[Task brief]
Copy out each line below that contains the word "daffodil".
+-------+
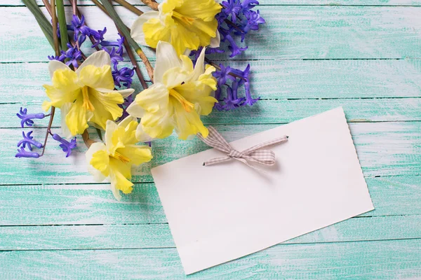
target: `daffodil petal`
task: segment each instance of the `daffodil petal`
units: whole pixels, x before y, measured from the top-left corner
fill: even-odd
[[[203,48],[200,52],[200,55],[196,61],[196,65],[194,65],[194,70],[192,72],[192,74],[188,76],[185,80],[185,83],[188,83],[190,80],[196,80],[199,77],[203,74],[205,71],[205,51],[206,48]]]
[[[174,48],[167,42],[160,41],[156,46],[156,62],[154,71],[154,82],[162,83],[162,78],[167,70],[181,67],[182,63]]]
[[[80,99],[76,99],[66,115],[66,125],[72,135],[81,134],[88,128],[86,111],[83,106],[83,101]]]
[[[136,95],[134,102],[148,113],[164,114],[169,104],[169,92],[163,84],[154,83]]]
[[[108,120],[115,120],[123,114],[123,109],[119,106],[124,100],[121,94],[116,92],[104,93],[90,89],[90,100],[95,108],[93,116],[91,119],[94,122],[105,130]]]
[[[135,92],[135,89],[133,88],[125,88],[123,90],[109,90],[104,88],[96,88],[95,90],[103,93],[118,92],[121,94],[123,98],[131,95]]]
[[[119,148],[119,153],[130,158],[132,164],[139,165],[152,159],[151,148],[147,146],[131,145]]]
[[[216,83],[216,82],[215,82]],[[212,96],[213,89],[206,84],[198,86],[198,83],[186,83],[175,88],[184,98],[189,102],[199,106],[198,113],[207,115],[213,108],[218,100]]]
[[[108,150],[112,149],[112,134],[117,130],[119,125],[113,122],[112,120],[107,120],[105,128],[105,135],[104,139],[105,139],[105,144]]]
[[[136,43],[147,46],[147,43],[145,41],[145,32],[143,32],[143,24],[149,20],[153,18],[159,18],[159,13],[155,10],[144,13],[140,15],[136,20],[135,20],[131,28],[131,36],[136,41]]]
[[[54,71],[55,70],[62,69],[62,70],[70,70],[70,67],[64,64],[63,62],[60,62],[58,60],[51,60],[48,62],[48,71],[50,72],[50,78],[53,78],[53,75],[54,74]]]
[[[143,110],[141,106],[138,105],[136,102],[132,102],[131,104],[130,104],[128,107],[126,108],[126,111],[130,115],[133,115],[133,117],[139,118],[143,117],[143,115],[145,114],[145,110]]]
[[[118,126],[119,127],[127,127],[131,122],[136,122],[136,123],[138,122],[138,119],[133,116],[128,116],[124,118],[124,120],[121,120],[120,122],[119,122]]]
[[[121,200],[121,196],[118,193],[119,190],[121,190],[123,193],[128,194],[133,190],[133,183],[128,180],[123,174],[118,171],[113,170],[109,176],[111,179],[111,186],[114,190],[113,194],[117,200]],[[118,195],[116,195],[116,193]]]
[[[209,22],[221,11],[222,6],[215,0],[183,0],[176,10],[192,18],[198,18]]]
[[[109,156],[106,150],[101,148],[93,153],[89,164],[99,170],[105,177],[109,175]]]
[[[69,69],[55,70],[51,81],[53,85],[44,85],[46,94],[51,100],[43,104],[44,111],[51,106],[60,108],[65,103],[73,102],[81,94],[77,75]]]
[[[171,20],[171,17],[168,17],[168,20]],[[171,36],[171,29],[163,24],[159,18],[148,20],[143,24],[142,29],[145,34],[145,41],[149,47],[156,48],[160,41],[166,42],[170,41]]]
[[[173,108],[165,114],[145,113],[140,120],[142,129],[152,138],[163,139],[171,135],[174,130]]]
[[[100,67],[94,65],[86,65],[79,72],[79,76],[81,83],[89,88],[102,88],[109,90],[112,90],[114,88],[109,65],[103,65]]]
[[[186,112],[180,103],[174,104],[174,121],[178,137],[187,140],[190,135],[200,132],[203,137],[207,137],[208,131],[203,125],[199,115],[196,111]]]
[[[162,83],[168,88],[173,88],[180,85],[189,76],[189,72],[181,67],[174,67],[167,70],[162,77]]]
[[[72,133],[66,124],[66,115],[69,113],[72,105],[72,103],[65,103],[61,106],[60,110],[61,113],[62,135],[67,139],[70,139],[72,136]]]
[[[180,24],[177,28],[171,29],[171,45],[174,46],[174,49],[178,55],[182,55],[186,48],[197,50],[200,46],[201,39],[197,34],[189,30],[192,28],[189,27],[189,29],[187,29]],[[194,30],[199,31],[196,29]],[[206,46],[208,45],[210,42],[210,38],[209,37],[209,42]]]
[[[95,52],[89,55],[88,58],[76,70],[76,73],[79,74],[83,68],[88,65],[92,65],[95,67],[102,67],[105,65],[111,65],[111,58],[109,55],[105,50]]]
+-------+
[Expected answer]
target: `daffodil petal`
task: segment each instance of the `daffodil petal`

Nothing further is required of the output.